The line containing "box: [270, 512, 283, 545]" marks the end; copy exactly all lines from the start of the material up to and including it.
● ● ●
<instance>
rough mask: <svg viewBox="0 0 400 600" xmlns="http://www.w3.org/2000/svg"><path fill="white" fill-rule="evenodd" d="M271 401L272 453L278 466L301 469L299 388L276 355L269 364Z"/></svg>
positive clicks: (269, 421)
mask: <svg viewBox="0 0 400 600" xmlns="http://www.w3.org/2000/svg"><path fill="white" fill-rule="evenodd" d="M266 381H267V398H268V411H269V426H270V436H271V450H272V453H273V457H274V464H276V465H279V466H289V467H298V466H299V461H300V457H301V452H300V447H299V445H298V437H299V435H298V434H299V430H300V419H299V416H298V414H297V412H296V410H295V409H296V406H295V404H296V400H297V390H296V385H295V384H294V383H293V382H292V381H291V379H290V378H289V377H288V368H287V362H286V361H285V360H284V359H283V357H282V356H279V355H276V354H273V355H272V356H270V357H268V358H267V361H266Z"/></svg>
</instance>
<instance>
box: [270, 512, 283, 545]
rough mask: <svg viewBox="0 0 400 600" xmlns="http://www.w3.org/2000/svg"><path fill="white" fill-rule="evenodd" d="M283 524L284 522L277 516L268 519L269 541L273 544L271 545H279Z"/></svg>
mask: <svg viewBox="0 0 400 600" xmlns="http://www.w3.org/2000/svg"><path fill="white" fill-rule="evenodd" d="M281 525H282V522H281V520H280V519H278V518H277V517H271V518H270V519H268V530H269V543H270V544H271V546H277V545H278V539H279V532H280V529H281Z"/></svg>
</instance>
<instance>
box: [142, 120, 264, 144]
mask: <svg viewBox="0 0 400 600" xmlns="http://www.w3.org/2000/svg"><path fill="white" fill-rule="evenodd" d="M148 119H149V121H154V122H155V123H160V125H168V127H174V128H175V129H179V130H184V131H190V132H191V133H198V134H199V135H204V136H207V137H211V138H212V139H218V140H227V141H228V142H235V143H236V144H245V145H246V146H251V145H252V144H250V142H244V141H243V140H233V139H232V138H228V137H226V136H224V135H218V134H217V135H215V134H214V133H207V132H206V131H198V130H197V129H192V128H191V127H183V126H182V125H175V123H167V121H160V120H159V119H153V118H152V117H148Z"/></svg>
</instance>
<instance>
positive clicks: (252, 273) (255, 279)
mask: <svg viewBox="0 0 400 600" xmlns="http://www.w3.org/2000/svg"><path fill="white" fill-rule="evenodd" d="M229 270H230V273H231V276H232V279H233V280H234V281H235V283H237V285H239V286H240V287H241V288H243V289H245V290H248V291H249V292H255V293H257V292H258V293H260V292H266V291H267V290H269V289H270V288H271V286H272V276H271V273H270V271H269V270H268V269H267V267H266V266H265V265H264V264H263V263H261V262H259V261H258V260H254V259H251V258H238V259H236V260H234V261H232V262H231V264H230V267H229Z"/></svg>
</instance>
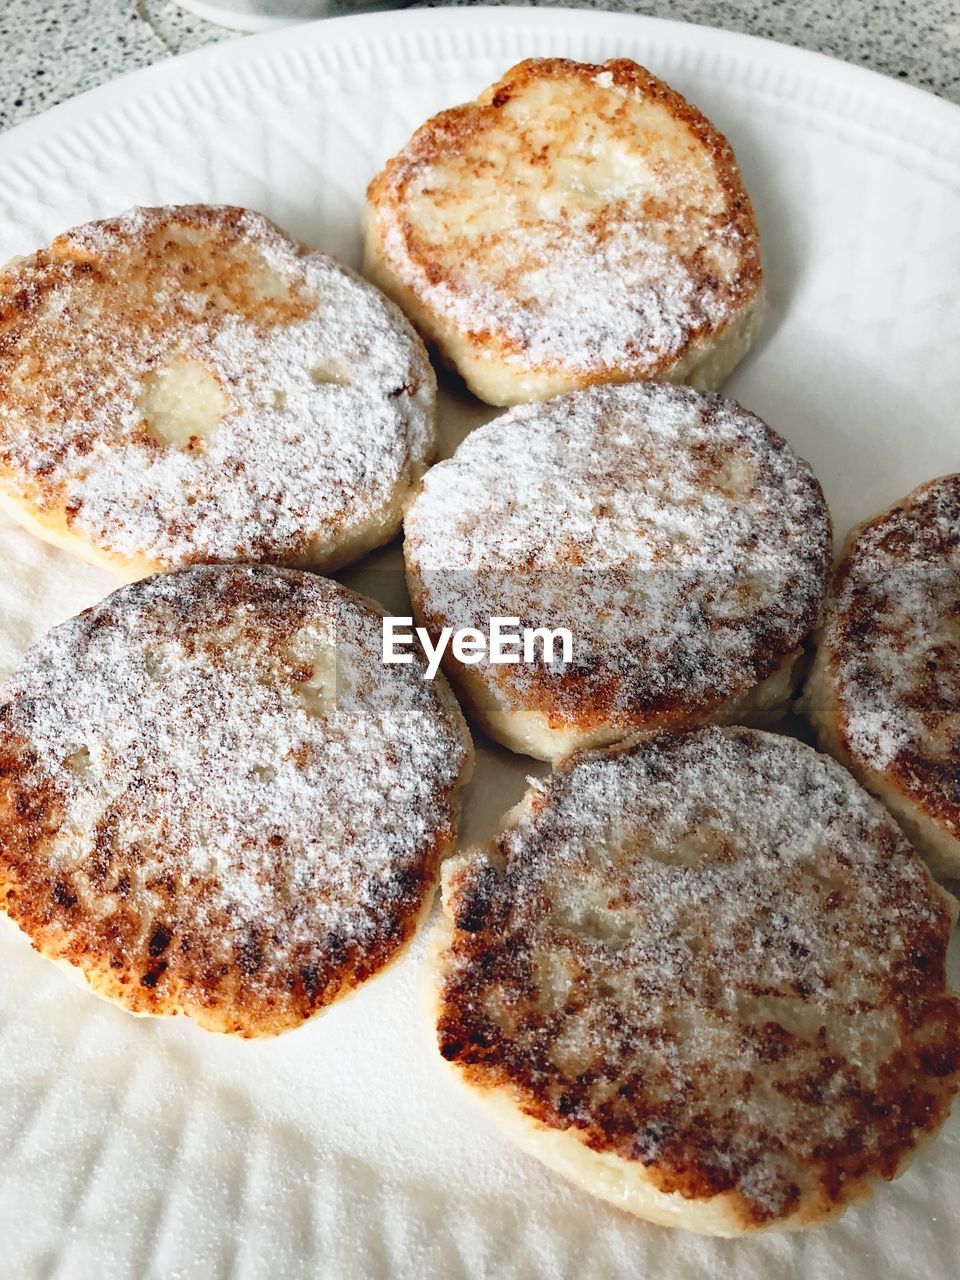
● ● ●
### Written solution
<instance>
rough mask: <svg viewBox="0 0 400 600" xmlns="http://www.w3.org/2000/svg"><path fill="white" fill-rule="evenodd" d="M271 401L272 453L278 466L301 469L299 388L276 355L269 364Z"/></svg>
positive clicks: (269, 421)
mask: <svg viewBox="0 0 400 600" xmlns="http://www.w3.org/2000/svg"><path fill="white" fill-rule="evenodd" d="M266 381H267V398H268V411H269V426H270V436H271V450H272V453H273V457H274V464H276V465H279V466H289V467H298V466H299V461H300V457H301V452H300V447H299V445H298V437H299V435H298V434H299V430H300V419H299V416H298V414H297V412H296V410H295V409H296V406H295V404H296V400H297V390H296V385H295V384H294V383H293V382H292V381H291V379H290V378H289V377H288V368H287V362H286V361H285V360H284V359H283V357H282V356H279V355H276V354H273V355H272V356H270V357H268V358H267V361H266Z"/></svg>
</instance>
<instance>
box: [270, 512, 283, 545]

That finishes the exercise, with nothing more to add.